- _Problem details_: Convert the lines below into a numbered list, omitting any blank lines. Leave the pictures out of your answer.

------ Exercise data ------

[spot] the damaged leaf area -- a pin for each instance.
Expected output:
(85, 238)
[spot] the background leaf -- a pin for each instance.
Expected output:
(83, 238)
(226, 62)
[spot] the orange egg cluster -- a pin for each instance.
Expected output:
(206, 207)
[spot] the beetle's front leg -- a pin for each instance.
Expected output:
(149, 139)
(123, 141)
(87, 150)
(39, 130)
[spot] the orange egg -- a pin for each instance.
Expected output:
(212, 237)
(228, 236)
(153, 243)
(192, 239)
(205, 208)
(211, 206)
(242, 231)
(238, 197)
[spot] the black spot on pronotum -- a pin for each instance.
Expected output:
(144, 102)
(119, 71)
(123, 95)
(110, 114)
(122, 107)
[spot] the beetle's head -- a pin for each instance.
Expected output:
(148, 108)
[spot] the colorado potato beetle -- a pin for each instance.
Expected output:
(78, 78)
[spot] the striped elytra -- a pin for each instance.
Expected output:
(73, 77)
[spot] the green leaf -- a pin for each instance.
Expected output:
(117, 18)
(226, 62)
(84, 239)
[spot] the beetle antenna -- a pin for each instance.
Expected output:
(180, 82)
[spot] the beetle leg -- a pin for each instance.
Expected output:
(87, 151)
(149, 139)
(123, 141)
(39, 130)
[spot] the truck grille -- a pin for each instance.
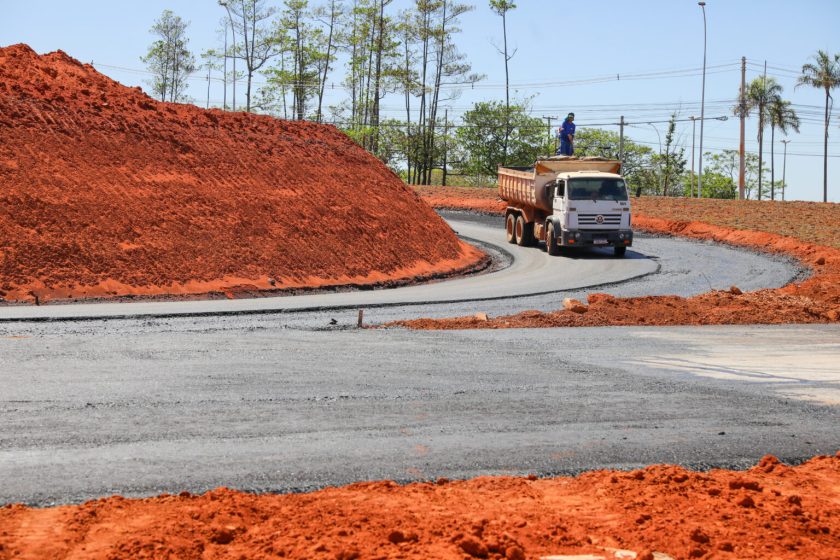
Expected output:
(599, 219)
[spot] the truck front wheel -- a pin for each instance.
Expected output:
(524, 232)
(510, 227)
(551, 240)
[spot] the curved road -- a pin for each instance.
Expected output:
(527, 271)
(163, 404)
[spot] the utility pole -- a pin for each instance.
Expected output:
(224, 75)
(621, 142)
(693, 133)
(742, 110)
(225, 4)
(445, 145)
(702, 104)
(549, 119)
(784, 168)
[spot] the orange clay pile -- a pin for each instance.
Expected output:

------

- _Output below_:
1. [spot] the damaged leaf area -- a pin for each instance.
2. Expected output:
3. (85, 238)
4. [spot] the background leaf -- a pin for each instance.
5. Expected output:
6. (83, 238)
7. (226, 62)
8. [spot] the orange egg cluster -- a pin for each instance.
9. Expected output:
10. (206, 207)
11. [spot] the beetle's front leg -- a pin for each instance.
12. Expected output:
13. (149, 139)
14. (123, 141)
15. (87, 150)
16. (39, 130)
17. [spot] the orange egg -- a pin for each instance.
18. Expected output:
19. (212, 237)
20. (228, 236)
21. (153, 243)
22. (192, 239)
23. (205, 208)
24. (211, 206)
25. (242, 231)
26. (238, 197)
27. [spot] the black spot on pronotum -- a pin for each instance.
28. Expected output:
29. (144, 102)
30. (119, 71)
31. (123, 95)
32. (110, 114)
33. (122, 107)
34. [spot] the beetle's head -- a pin for each instance.
35. Expected output:
36. (148, 108)
37. [spot] the colorado potato beetle -- a pin for each instance.
38. Expected output:
39. (78, 78)
40. [spot] the striped elytra -- a pin for each instance.
41. Expected output:
42. (73, 77)
43. [spot] the green leaf -- a pin for each instance.
44. Expected output:
45. (117, 18)
46. (226, 62)
47. (84, 239)
48. [spot] the beetle antenna -- a pin for each instance.
49. Expected output:
50. (180, 82)
51. [spot] the beetle leg -- a pin for each instance.
52. Expected output:
53. (87, 151)
54. (149, 139)
55. (123, 141)
56. (39, 130)
57. [spot] the truck grille -- a pin for each instance.
58. Expected output:
59. (599, 219)
60. [spot] the truck front wheel -- a pin for each instance.
61. Expected output:
62. (524, 232)
63. (510, 227)
64. (551, 240)
65. [spot] the curved road -- a pin for each instance.
66. Expected output:
67. (527, 271)
68. (163, 404)
69. [spot] the utility pole -- a pin for each instance.
70. Expected output:
71. (224, 75)
72. (621, 142)
73. (693, 133)
74. (742, 110)
75. (225, 4)
76. (445, 145)
77. (702, 104)
78. (549, 119)
79. (784, 168)
80. [spot] the orange clay pile -- a pin for each instance.
81. Expected output:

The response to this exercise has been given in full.